Pumpkin Cheese Bread I

A quick and easy quick bread to make. Very moist and tasty as well.

Original recipe makes 2 – 9×5 inch loaves

Ingredients

2 1/2 cups white sugar
1 (8 ounce) package cream cheese
1/2 cup margarine, softened
4 eggs
1 (15 ounce) can canned pumpkin puree
3 1/2 cups all-purpose flour
2 teaspoons baking soda
1 teaspoon salt
1 teaspoon ground cinnamon
1/2 teaspoon baking powder
1/4 teaspoon ground cloves
1 cup chopped nuts

  • PREP

    15 mins

  • COOK

    1 hr

  • READY IN

    1 hr 15 mins

Directions

  1. Preheat oven to 350 degrees F (175 degrees C). Grease two 9×5 inch loaf pans.
  2. In a large mixing bowl, cream together sugar, cream cheese and margarine. Add the eggs, one at a time, mixing well after each addition. Blend in pumpkin; mixing until completely incorporated. Combine the flour, baking soda, salt, cinnamon, baking powder and cloves. Mix the dry ingredients into the pumpkin mixture; stirring just until moistened. Fold in the walnuts. Divide the batter evenly between the two pans.

====

### [Problems to work on]
1 > From the pumpkin cheese bread recipe, reproduce the passage from "1. Preheat oven" to "the two pans." word for word.
2 > Put the sentence "Divide the batter evenly between the two pans." from the pumpkin cheese bread recipe into Spanish.

### [Dataset extract]
====

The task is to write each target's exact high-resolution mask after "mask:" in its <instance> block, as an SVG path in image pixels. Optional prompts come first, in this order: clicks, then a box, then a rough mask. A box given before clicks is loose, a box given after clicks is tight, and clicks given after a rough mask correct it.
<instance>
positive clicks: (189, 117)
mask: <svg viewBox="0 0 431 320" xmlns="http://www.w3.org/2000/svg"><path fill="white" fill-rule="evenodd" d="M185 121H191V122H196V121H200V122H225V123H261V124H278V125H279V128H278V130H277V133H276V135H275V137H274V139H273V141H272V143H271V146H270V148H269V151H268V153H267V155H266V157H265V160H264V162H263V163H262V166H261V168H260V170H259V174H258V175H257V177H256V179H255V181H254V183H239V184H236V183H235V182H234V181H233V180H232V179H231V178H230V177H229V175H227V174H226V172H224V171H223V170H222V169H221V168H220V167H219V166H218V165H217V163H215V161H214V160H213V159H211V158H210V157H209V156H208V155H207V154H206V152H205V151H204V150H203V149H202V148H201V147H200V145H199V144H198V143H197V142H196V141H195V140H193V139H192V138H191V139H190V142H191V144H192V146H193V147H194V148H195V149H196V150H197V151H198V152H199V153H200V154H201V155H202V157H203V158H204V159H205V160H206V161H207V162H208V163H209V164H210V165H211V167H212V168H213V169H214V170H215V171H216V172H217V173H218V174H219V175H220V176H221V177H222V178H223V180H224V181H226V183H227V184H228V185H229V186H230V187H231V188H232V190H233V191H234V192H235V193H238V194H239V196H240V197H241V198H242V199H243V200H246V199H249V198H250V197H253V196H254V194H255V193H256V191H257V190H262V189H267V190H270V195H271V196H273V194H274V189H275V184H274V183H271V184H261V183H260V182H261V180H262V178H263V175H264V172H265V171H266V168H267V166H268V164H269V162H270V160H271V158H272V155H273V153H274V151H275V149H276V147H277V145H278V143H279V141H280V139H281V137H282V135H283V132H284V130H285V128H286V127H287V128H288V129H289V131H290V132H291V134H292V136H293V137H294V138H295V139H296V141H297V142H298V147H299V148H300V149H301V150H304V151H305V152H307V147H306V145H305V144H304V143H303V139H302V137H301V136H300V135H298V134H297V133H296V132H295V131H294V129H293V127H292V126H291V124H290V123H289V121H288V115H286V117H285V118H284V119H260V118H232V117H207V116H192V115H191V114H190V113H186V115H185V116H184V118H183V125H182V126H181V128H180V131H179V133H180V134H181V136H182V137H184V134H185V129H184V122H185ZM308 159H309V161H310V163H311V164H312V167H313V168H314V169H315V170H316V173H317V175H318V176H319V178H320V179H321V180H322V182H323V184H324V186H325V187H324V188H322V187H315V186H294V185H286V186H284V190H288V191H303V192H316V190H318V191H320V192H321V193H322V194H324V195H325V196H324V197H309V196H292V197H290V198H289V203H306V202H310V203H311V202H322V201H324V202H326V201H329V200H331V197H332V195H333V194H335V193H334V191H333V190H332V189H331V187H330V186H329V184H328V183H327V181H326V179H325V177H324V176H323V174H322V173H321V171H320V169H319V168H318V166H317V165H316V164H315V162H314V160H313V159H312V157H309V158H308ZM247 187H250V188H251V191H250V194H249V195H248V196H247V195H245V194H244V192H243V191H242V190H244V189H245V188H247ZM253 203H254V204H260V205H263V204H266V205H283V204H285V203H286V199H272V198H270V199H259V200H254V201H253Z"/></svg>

====

### [Solution set]
1 >
1. Preheat oven to 350 degrees F (175 degrees C). Grease two 9×5 inch loaf pans.
  2. In a large mixing bowl, cream together sugar, cream cheese and margarine. Add the eggs, one at a time, mixing well after each addition. Blend in pumpkin; mixing until completely incorporated. Combine the flour, baking soda, salt, cinnamon, baking powder and cloves. Mix the dry ingredients into the pumpkin mixture; stirring just until moistened. Fold in the walnuts. Divide the batter evenly between the two pans.

2 > Divida la masa en partes iguales entre los dos moldes.